Prompt
Copy out every item below word for word, leaving out the pictures.

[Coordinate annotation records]
• • • •

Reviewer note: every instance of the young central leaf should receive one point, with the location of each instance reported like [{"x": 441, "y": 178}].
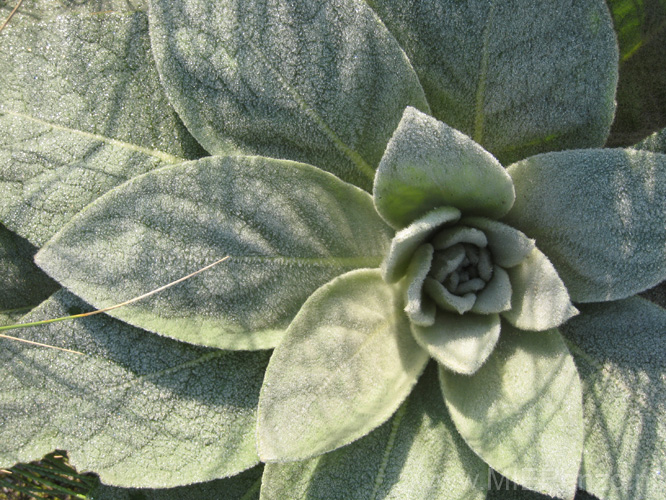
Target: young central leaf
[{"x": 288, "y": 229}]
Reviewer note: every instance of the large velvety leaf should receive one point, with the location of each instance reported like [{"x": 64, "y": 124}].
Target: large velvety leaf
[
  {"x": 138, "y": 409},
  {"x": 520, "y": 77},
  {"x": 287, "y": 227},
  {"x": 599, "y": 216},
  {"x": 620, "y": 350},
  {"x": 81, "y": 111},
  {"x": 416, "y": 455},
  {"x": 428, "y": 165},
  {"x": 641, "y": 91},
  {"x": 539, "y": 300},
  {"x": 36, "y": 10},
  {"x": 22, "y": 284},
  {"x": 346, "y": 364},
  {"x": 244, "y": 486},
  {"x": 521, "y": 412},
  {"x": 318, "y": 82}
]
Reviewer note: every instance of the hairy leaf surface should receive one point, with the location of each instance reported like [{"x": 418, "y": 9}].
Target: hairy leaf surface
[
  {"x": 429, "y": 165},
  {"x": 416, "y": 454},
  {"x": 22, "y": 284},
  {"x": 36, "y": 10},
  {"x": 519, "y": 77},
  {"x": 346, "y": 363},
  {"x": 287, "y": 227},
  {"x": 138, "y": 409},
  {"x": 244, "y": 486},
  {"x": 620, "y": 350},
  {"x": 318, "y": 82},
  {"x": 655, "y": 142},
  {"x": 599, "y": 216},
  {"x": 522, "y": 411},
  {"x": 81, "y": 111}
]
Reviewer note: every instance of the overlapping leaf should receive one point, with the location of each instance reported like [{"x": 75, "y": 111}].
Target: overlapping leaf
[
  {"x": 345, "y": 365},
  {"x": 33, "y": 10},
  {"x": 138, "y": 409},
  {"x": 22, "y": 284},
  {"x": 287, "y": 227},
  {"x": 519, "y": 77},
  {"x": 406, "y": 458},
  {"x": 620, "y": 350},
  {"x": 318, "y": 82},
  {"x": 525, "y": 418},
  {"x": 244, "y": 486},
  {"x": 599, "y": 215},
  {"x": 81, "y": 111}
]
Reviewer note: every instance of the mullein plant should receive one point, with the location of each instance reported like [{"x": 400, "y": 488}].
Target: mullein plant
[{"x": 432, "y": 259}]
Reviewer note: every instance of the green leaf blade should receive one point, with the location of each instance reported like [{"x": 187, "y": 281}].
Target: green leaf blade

• • • •

Solution to this exercise
Reviewer note: every instance of the young central leaf should receive one point, with the location of each instance reported like [{"x": 441, "y": 178}].
Target: young central leaf
[{"x": 288, "y": 229}]
Reviewer note: every instance of the large velvety leaf should receive one point, with the location of each instance reported like [{"x": 64, "y": 124}].
Target: large velvety leaf
[
  {"x": 138, "y": 409},
  {"x": 520, "y": 77},
  {"x": 287, "y": 227},
  {"x": 599, "y": 216},
  {"x": 620, "y": 350},
  {"x": 81, "y": 111},
  {"x": 416, "y": 455},
  {"x": 428, "y": 165},
  {"x": 641, "y": 91},
  {"x": 539, "y": 300},
  {"x": 36, "y": 10},
  {"x": 22, "y": 284},
  {"x": 346, "y": 364},
  {"x": 244, "y": 486},
  {"x": 521, "y": 412},
  {"x": 318, "y": 82}
]
Reviewer note: every instance of the hairy leaf surface should receive one point, with the location of each instance reported like [{"x": 418, "y": 9}].
Target: hairy leaf surface
[
  {"x": 429, "y": 165},
  {"x": 416, "y": 454},
  {"x": 22, "y": 284},
  {"x": 36, "y": 10},
  {"x": 519, "y": 77},
  {"x": 346, "y": 363},
  {"x": 287, "y": 227},
  {"x": 138, "y": 409},
  {"x": 244, "y": 486},
  {"x": 620, "y": 350},
  {"x": 318, "y": 82},
  {"x": 655, "y": 142},
  {"x": 599, "y": 216},
  {"x": 522, "y": 411},
  {"x": 81, "y": 111}
]
Reviewer note: every instance of the overlapping leaf should receive one point, with the location of each instance reported like [{"x": 75, "y": 111}].
Target: overlapping leaf
[
  {"x": 345, "y": 365},
  {"x": 33, "y": 10},
  {"x": 138, "y": 409},
  {"x": 22, "y": 284},
  {"x": 287, "y": 227},
  {"x": 519, "y": 77},
  {"x": 406, "y": 458},
  {"x": 620, "y": 350},
  {"x": 318, "y": 82},
  {"x": 525, "y": 418},
  {"x": 244, "y": 486},
  {"x": 599, "y": 215},
  {"x": 81, "y": 111}
]
Reviewer note: every instance of the mullein plant should receive one point, with the location of each instance reported like [{"x": 400, "y": 488}].
Target: mullein plant
[{"x": 432, "y": 259}]
Reviewer note: every instance of the green leaf blade should receive one point, with the location of each instance reported like [{"x": 187, "y": 281}].
Target: green leaf blade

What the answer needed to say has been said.